Give the following records again in full and without alteration.

+++++

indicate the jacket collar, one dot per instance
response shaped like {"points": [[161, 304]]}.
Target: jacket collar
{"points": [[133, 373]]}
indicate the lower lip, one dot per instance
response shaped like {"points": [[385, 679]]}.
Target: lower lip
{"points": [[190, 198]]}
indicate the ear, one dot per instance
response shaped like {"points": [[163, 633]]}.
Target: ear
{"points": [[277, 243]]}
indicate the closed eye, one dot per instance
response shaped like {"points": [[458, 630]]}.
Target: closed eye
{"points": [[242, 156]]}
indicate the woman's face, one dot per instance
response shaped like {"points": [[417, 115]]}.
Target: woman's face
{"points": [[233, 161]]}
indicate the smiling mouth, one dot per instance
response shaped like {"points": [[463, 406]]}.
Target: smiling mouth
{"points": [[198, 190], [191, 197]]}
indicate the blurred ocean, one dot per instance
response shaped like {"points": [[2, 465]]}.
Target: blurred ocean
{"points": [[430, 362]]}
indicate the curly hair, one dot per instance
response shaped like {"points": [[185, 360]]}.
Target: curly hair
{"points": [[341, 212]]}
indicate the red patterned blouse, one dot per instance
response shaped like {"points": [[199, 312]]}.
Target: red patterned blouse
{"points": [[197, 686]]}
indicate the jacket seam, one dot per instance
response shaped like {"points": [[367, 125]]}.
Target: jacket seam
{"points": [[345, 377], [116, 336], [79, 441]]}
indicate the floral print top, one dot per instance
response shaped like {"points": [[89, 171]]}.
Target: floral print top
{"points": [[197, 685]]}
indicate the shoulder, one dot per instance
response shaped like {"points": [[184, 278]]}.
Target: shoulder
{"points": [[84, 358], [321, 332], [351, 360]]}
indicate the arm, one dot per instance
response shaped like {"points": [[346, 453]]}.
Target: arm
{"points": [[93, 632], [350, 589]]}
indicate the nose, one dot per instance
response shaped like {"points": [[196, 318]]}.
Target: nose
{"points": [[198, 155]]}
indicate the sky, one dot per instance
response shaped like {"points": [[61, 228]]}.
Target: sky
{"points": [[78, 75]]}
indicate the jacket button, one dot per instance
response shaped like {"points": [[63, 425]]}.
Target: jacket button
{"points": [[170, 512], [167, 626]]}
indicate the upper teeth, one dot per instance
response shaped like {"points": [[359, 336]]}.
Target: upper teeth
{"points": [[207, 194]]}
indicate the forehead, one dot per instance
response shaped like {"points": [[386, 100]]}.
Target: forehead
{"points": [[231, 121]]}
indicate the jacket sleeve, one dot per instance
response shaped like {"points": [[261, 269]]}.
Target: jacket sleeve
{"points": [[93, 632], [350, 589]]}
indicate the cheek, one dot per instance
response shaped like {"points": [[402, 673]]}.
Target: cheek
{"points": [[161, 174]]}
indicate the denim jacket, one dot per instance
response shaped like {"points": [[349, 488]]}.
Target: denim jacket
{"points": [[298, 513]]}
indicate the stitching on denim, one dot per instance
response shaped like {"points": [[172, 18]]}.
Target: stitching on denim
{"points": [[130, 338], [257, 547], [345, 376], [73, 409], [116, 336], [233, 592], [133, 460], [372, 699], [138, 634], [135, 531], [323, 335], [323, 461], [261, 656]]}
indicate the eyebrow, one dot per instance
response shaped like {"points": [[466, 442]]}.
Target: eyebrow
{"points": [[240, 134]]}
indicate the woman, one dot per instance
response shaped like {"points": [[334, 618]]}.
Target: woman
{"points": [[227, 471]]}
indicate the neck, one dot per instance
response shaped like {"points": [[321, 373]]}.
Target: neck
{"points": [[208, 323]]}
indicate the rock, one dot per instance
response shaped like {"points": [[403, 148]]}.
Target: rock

+++++

**EXPECTED ANSWER**.
indicate the jacket collar, one dot per instance
response shaped like {"points": [[161, 304]]}.
Target: jacket collar
{"points": [[133, 373]]}
indicate the lower lip, one dot per instance
response shaped like {"points": [[385, 679]]}.
Target: lower lip
{"points": [[190, 198]]}
indicate the ear, one dot per instance
response shaped like {"points": [[163, 633]]}.
Target: ear
{"points": [[277, 243]]}
indicate the closed eye, one dot per instance
response shaped like {"points": [[458, 630]]}.
Target: closed eye
{"points": [[242, 156]]}
indicate the woman's face, one dot per instance
response shaped like {"points": [[417, 115]]}.
Target: woman's face
{"points": [[233, 161]]}
indicate the smiling mouth, one dot per instance
response shaped like {"points": [[463, 406]]}.
Target: smiling mouth
{"points": [[198, 190], [191, 197]]}
indicate the blurred ocean, one dot per instance
response shaped like {"points": [[2, 465]]}.
Target: blurred ocean
{"points": [[430, 362]]}
indicate the curly hair, one dot per instance
response shaped like {"points": [[185, 360]]}.
Target: curly hair
{"points": [[341, 212]]}
indicate the red patterned blouse, one dot per instance
response shaped like {"points": [[199, 312]]}.
Target: red patterned blouse
{"points": [[197, 686]]}
indicate the jacket seam, one dot per instance
response shaped like {"points": [[367, 125]]}.
Target: jacket seam
{"points": [[345, 377], [116, 336], [79, 441]]}
indicate the floral print top, one dot per instance
response shaped like {"points": [[89, 171]]}.
Target: floral print top
{"points": [[197, 685]]}
indicate the shoulder, one dot per instance
response shaped like {"points": [[184, 278]]}.
Target: shoulder
{"points": [[84, 358], [321, 332], [351, 360]]}
indicate the arm, one dot per instance
response shaped like {"points": [[346, 453]]}.
Target: arm
{"points": [[93, 632], [350, 589]]}
indicate the nose, one dot per instance
response shaped like {"points": [[196, 318]]}.
Target: nose
{"points": [[198, 155]]}
indicate the sky, one dot per instance
response shaped like {"points": [[61, 228]]}.
Target: sky
{"points": [[78, 75]]}
indicate the jacket button, one dot per instance
response shaped like {"points": [[63, 425]]}.
Target: jacket button
{"points": [[170, 512], [167, 626]]}
indicate the upper teeth, one dot per instance
response shaped like {"points": [[359, 336]]}.
Target: upper teeth
{"points": [[207, 194]]}
indicate the forehead, one dot per instance
response shaped like {"points": [[386, 100]]}.
Target: forehead
{"points": [[231, 121]]}
indicate the jacket sleeve, one dot per instance
response shaped like {"points": [[261, 269]]}.
Target: jacket sleeve
{"points": [[93, 632], [350, 589]]}
indicate the cheek, one dot per instance
response shaped like {"points": [[402, 673]]}.
Target: cheek
{"points": [[161, 174]]}
indicate the denim jacket, one dot per instance
response shaped like {"points": [[349, 488]]}.
Target: denim jacket
{"points": [[298, 513]]}
indicate the stitching on denim, one dot per instance
response shaped like {"points": [[172, 18]]}.
Target: stitching on denim
{"points": [[130, 338], [257, 547], [345, 376], [73, 409], [116, 336], [233, 592], [133, 460], [372, 699], [138, 634], [135, 531], [323, 335], [323, 461], [261, 656]]}
indicate the eyebrow, one dot per instance
response shaped like {"points": [[466, 442]]}.
Target: eyebrow
{"points": [[240, 134]]}
indicate the woman, one dot per instance
response shaped like {"points": [[334, 618]]}.
Target: woman
{"points": [[227, 471]]}
indicate the neck, one dot per instance
response shaped like {"points": [[321, 373]]}.
Target: neck
{"points": [[208, 323]]}
indicate the rock, one dot per instance
response shaped like {"points": [[403, 148]]}.
Target: rock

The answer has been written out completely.